* **Requirements**
Render the entries as a Markdown table with the columns Row and Text, giving each line its own numbered row and omitting blank lines. Include only the lines from the one containing "If you could point at the woman" through the end of the entries, and leave the pictures out.

* **Recorded data**
_ _ _ _

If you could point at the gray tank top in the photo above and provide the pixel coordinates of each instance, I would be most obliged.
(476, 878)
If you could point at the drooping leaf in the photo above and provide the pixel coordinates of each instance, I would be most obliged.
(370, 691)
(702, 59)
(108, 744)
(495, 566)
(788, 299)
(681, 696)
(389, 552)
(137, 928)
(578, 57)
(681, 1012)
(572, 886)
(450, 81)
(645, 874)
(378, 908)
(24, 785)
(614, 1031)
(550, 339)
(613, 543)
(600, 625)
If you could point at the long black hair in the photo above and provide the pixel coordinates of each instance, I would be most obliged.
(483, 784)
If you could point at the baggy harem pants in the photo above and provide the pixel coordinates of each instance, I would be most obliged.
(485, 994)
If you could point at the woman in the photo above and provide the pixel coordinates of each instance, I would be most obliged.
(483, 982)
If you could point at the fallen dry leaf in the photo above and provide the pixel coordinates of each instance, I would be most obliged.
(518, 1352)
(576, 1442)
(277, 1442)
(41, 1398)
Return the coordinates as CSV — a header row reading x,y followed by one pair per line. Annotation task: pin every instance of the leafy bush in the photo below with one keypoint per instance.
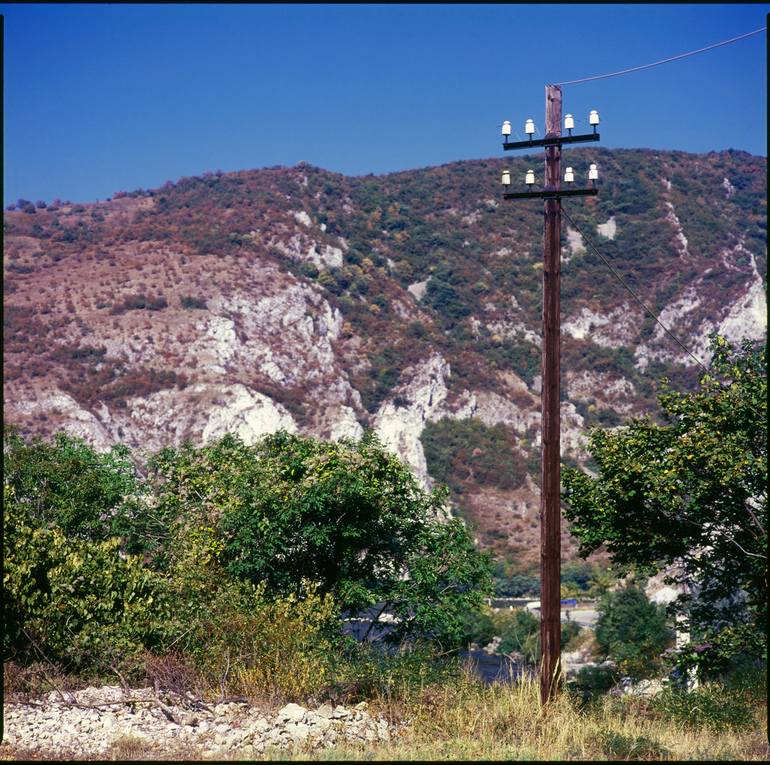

_ _ _ _

* **Answer**
| Row | Text |
|---|---|
| 1 | If you could point at the woman in the photo above and provide the pixel coordinates of each instance, I would be most obliged. |
| 2 | (483, 982) |
| 3 | If you could point at the fallen dry leaf in the photo above and provide the pixel coordinates of each instance, I would be most obliged. |
| 4 | (518, 1352) |
| 5 | (576, 1442) |
| 6 | (277, 1442) |
| 7 | (41, 1398) |
| 8 | Return the coordinates as CSV — a header row reading x,y followed by one pair per line. Annotation task: pin every instance of the leafy bush in the photo below with one keypoint per instance. |